The present invention relates to frame containers for packing, shipping and storing heavy equipment. More particularly, the present invention relates to top and end frames that connect to pallets for frame containers for packaging, storing, and shipping heavy durable equipment.
Heavy durable goods, such as riding lawn mowers, outboard motors, and the like, are typically packaged in single unit containers for packaging, storage, and shipping. Containers useful for enclosing heavy durable goods include wood cleated corrugated paperboard containers, wood cleated crates, and metal frame crates. These containers provide top load capacity, by which vertical loading on the container transfers by side members to the base pallet that holds the heavy durable good. Corrugated paperboard containers also provide protection for the contents from dust and incidental contact. Cleated crates, whether of metal or of wood, are generally open, and so the contents need to be separately enclosed such as with plastic film, sheeting, or the like, to protect from dirt and dust.
One type of single-unit container for packaging such heavy durable goods is a top-frame, cleat-reinforced corrugated paperboard container. The durable goods mount to a pallet which is then enclosed by a corrugated paperboard body. A plurality of vertical reinforcement cleats attach to at least two opposing interior walls of the corrugated paperboard body. The corrugated paperboard body provides definition for the container, protects the durable goods within the container from damage and dust, and maintains the position of the reinforcement cleats. The upper ends of the reinforcement cleats receive a top frame that communicates loading forces through the vertical reinforcement cleats to the pallet. Typically, flaps on the corrugated paperboard body fold over from an upper edge to close the container, although a separate cap may also be used to close the container.
Such corrugated paperboard containers typically are single use, in that after the container is shipped to a sales facility and opened, the container is typically discarded. The corrugated paperboard body readily recycles conventionally. However, most wood components, such as the pallet and top frame typically are discarded in landfills. In use, these containers adequately enclose, support, and protect the goods during handling, storage and shipping. The container costs, however, must be kept relatively low. Manufacturers generally view container packaging as a necessary item, but as not providing a recognized value to the consumer. Further, increased environmental concerns are limiting the use of landfills for disposal of these types of articles.

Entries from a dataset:
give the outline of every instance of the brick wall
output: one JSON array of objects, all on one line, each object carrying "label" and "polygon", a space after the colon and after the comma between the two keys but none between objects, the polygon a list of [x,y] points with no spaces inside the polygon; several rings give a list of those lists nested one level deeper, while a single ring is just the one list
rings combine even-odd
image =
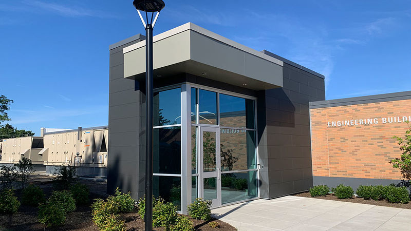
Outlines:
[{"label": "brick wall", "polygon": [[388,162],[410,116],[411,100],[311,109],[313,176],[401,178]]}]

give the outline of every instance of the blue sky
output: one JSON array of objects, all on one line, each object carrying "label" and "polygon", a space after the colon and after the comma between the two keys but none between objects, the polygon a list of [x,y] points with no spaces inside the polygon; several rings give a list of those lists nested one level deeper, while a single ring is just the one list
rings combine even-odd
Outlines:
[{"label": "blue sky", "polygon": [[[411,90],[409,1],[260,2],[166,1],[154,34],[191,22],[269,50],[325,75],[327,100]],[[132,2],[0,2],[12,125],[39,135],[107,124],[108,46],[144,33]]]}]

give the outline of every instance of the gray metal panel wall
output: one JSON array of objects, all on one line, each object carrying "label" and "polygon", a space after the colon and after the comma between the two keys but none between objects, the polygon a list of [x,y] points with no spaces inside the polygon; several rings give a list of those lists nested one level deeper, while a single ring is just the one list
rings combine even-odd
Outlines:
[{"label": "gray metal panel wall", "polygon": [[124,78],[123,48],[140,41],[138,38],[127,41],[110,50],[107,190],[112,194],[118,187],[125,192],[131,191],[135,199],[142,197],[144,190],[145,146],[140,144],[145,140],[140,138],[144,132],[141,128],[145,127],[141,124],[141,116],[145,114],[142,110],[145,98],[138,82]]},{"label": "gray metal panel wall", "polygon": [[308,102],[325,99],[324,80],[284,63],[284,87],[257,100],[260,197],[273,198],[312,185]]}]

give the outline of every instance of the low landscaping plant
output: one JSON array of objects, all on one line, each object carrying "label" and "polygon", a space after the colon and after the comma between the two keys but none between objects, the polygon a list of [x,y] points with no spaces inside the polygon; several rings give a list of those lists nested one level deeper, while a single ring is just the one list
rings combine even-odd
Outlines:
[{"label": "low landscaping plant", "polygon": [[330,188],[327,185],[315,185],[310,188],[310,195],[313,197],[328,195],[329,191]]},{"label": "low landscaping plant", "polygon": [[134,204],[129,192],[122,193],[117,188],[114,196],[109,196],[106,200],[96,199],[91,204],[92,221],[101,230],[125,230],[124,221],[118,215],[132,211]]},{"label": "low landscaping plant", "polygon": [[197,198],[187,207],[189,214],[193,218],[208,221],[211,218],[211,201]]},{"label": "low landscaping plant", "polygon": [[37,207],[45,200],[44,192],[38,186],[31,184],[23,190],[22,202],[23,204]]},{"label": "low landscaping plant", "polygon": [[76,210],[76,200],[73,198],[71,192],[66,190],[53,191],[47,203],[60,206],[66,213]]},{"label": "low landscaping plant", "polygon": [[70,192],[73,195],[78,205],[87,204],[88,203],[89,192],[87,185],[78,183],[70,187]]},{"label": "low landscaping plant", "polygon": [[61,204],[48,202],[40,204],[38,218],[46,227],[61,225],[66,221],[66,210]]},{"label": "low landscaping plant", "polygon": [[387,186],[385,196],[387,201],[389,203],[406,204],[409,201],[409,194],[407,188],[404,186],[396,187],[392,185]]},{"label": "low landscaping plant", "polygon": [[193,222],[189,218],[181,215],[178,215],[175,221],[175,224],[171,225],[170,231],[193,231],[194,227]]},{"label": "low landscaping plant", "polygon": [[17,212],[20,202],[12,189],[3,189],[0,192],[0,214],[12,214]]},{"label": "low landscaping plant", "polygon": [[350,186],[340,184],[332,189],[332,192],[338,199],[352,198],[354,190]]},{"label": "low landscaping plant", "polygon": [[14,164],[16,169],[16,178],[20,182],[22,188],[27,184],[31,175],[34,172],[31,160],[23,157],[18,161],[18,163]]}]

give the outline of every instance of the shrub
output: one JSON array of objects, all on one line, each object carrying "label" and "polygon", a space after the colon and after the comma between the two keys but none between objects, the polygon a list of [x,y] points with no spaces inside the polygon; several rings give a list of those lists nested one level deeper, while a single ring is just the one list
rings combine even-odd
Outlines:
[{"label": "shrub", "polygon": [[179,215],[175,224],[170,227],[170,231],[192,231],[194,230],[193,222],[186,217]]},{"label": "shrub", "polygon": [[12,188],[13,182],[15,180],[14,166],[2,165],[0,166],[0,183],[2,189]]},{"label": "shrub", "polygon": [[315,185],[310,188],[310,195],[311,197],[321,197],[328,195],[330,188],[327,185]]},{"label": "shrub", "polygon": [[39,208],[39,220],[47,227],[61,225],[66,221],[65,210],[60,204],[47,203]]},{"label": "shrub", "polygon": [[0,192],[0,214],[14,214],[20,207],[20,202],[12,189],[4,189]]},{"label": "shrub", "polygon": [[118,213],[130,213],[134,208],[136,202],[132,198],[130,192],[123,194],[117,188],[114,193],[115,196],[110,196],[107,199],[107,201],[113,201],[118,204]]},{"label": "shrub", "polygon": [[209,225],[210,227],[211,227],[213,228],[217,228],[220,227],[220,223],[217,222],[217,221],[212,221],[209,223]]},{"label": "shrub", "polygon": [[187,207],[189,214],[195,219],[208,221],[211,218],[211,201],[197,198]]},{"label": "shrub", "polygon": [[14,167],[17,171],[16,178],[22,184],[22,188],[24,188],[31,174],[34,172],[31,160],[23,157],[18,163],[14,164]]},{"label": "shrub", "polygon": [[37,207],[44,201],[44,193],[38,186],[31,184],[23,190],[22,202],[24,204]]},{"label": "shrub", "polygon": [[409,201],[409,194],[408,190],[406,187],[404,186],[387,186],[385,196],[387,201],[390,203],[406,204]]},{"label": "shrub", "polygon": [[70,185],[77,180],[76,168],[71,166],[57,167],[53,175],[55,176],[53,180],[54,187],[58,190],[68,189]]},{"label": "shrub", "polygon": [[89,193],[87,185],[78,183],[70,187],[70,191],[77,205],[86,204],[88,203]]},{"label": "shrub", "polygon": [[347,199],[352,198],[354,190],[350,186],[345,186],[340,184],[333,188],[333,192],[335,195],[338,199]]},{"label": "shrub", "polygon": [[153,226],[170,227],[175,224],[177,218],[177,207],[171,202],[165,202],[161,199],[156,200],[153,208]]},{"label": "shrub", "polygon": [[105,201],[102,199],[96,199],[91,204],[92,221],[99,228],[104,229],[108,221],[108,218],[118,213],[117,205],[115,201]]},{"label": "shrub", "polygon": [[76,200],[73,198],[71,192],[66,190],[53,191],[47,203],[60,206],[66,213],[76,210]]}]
==
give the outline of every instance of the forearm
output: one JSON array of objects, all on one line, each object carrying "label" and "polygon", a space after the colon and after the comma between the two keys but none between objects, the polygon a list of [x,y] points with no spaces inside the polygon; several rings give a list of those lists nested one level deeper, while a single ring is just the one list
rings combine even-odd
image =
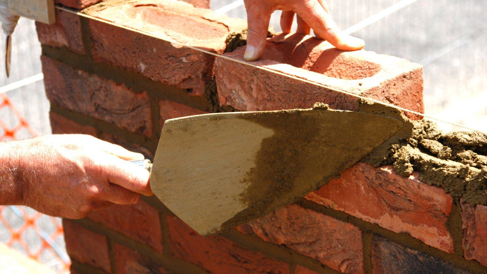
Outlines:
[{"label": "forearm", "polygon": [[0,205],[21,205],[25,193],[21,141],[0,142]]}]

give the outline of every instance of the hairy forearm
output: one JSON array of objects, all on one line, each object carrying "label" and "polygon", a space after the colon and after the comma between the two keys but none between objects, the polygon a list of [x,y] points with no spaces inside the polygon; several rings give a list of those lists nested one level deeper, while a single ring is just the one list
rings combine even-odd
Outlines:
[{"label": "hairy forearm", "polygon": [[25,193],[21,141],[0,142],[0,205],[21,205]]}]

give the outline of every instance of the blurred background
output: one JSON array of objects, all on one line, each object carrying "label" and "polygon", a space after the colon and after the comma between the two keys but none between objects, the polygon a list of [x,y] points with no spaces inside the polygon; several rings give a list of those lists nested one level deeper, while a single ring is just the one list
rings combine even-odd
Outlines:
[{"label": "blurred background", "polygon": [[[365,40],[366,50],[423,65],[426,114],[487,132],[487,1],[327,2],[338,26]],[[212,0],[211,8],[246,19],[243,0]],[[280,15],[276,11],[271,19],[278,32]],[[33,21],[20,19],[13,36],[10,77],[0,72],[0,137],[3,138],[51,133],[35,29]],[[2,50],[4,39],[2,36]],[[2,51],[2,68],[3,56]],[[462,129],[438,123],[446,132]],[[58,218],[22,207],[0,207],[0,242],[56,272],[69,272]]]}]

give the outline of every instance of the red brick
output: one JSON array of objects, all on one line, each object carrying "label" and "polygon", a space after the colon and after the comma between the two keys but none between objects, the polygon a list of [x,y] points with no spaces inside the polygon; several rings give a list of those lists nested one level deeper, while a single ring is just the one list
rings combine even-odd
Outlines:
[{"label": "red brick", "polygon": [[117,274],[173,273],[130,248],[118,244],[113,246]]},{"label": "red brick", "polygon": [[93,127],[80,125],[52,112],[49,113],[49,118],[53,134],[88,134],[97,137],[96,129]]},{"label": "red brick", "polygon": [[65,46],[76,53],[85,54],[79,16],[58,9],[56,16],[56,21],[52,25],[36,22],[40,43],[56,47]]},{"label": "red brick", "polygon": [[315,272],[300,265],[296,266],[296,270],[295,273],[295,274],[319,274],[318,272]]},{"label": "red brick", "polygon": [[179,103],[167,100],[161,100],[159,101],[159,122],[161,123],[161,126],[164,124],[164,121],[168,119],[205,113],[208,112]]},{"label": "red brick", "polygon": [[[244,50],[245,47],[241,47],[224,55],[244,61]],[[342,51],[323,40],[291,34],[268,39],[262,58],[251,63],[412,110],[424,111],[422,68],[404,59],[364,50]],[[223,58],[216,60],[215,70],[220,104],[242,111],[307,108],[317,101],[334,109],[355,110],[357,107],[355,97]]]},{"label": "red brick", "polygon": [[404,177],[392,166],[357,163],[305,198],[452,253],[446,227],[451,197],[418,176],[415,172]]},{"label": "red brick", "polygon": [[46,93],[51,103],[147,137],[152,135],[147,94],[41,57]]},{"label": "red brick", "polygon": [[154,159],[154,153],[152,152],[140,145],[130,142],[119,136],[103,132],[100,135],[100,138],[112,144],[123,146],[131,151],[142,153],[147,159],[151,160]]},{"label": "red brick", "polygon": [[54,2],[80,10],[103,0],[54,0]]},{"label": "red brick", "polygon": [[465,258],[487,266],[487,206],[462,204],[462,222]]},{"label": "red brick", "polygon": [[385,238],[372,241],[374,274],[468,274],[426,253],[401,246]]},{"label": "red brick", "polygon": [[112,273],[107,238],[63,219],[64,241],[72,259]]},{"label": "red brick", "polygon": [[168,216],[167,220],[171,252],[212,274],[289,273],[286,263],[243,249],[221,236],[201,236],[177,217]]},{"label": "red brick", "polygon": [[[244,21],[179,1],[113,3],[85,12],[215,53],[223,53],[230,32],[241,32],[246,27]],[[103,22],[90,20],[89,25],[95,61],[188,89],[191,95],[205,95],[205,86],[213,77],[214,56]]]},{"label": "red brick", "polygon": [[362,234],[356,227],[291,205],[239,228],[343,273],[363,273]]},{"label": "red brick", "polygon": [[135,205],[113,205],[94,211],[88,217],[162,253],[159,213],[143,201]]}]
--
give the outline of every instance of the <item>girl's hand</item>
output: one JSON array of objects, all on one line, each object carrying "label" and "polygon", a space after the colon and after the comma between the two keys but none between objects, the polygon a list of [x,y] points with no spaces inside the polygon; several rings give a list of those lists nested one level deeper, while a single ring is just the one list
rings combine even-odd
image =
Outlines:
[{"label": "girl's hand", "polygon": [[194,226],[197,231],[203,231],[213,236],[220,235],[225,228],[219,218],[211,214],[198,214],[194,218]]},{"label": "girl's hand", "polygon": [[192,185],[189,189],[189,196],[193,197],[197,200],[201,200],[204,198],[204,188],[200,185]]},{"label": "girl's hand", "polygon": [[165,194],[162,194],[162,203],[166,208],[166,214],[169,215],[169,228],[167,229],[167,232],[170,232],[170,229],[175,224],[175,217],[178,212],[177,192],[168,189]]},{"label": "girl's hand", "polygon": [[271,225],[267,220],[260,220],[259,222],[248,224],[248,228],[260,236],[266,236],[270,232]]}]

== Required task 1 ==
According to the passage on frame containers, which kinds of containers are useful for enclosing heavy durable goods? List every kind it names.
== Required task 2 ==
What does the passage on frame containers say typically happens to most wood components, such as the pallet and top frame?
== Required task 3 ==
Carry the passage on frame containers forward from its final sentence.

== Task result 1 ==
Wood cleated corrugated paperboard containers, wood cleated crates, and metal frame crates.

== Task result 2 ==
They are typically discarded in landfills.

== Task result 3 ==
As an alternative to single use containers, some manufacturers of heavy durable goods are using returnable containers. One such returnable container for heavy durable goods is manufactured with steel framing members. The pallet or base of the container includes projecting lugs at the corners. The lugs receive end panels. The pallet and the end panels interlock with detachable pins.
While these types of returnable container have met with some acceptance, there are drawbacks to their use. Returnable containers generally are more expensive than single use containers. Primarily, this is because returnable containers must hold their form for long periods of time and must withstand many different holdings with forklifts and other mechanical devices. In addition, there are also costs associated with return shipping of the returnable containers, inventory control for tracking and accounting for the containers and the components, and the labor for inspection for damage and for refurbishment of the returnable containers. These associated costs can become significant, and often exceed the cost of a single use container.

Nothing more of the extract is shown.